Copy out the records below word for word, changing nothing.

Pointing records

◆ ◆ ◆

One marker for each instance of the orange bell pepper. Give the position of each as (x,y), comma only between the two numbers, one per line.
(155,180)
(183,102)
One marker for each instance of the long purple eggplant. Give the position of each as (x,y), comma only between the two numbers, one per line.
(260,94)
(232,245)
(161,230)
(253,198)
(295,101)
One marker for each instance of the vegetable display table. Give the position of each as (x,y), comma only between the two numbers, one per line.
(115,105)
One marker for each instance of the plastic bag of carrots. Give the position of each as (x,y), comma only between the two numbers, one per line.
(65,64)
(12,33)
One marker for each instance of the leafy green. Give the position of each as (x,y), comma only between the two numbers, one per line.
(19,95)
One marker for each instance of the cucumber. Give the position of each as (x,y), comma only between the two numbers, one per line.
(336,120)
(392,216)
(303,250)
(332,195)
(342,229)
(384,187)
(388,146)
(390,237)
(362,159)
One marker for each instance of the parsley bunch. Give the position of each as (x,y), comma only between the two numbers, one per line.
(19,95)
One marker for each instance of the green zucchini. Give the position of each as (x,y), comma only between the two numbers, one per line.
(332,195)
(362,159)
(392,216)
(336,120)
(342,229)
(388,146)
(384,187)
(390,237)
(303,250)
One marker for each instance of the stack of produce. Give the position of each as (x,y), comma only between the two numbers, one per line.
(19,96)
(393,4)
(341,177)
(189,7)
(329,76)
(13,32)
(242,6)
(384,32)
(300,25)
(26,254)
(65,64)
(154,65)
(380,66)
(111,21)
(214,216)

◆ ◆ ◆

Response below ::
One marker for each instance of the orange bell pepper. Give the position of each as (x,y), comma only between the two numbers, one per line.
(155,180)
(183,102)
One marker for each instance of the long purple eggplant. Give the position of each as (x,y), comma only between the two numbers, one per line.
(260,94)
(232,245)
(161,230)
(253,198)
(295,101)
One marker for each instance of the vegetable display table. Give the position of each as (x,y), comma only between the two numbers, one per line.
(115,105)
One marker for each instance of the plastic bag of carrots. Give the position of each as (x,y), comma only between the two numbers, one per line.
(65,64)
(12,33)
One marker for each instance of the leafy green. Give the position of each as (x,y), comma only between the two numbers, one per line.
(19,95)
One marker for each instance of the cucumber. Give the position of each as (x,y), comma only between the two numbers, one per line.
(336,120)
(392,216)
(303,250)
(332,195)
(342,229)
(384,187)
(388,146)
(390,237)
(362,159)
One marker for each instance of the parsley bunch. Give the position of each as (x,y), comma only between the two numbers, one per line.
(19,95)
One marker for each instance of the green zucchini. Give the position of each as (x,y), comma only between the two numbers, one per line.
(332,195)
(362,159)
(392,216)
(336,120)
(342,229)
(388,146)
(384,187)
(390,237)
(303,250)
One marker for each instance of the stack of produce. Give the position of each as (x,y), comma only between the two numbers, one per line.
(19,96)
(393,4)
(341,177)
(189,7)
(329,76)
(13,32)
(242,6)
(384,32)
(300,25)
(26,254)
(65,64)
(154,65)
(380,66)
(111,21)
(214,216)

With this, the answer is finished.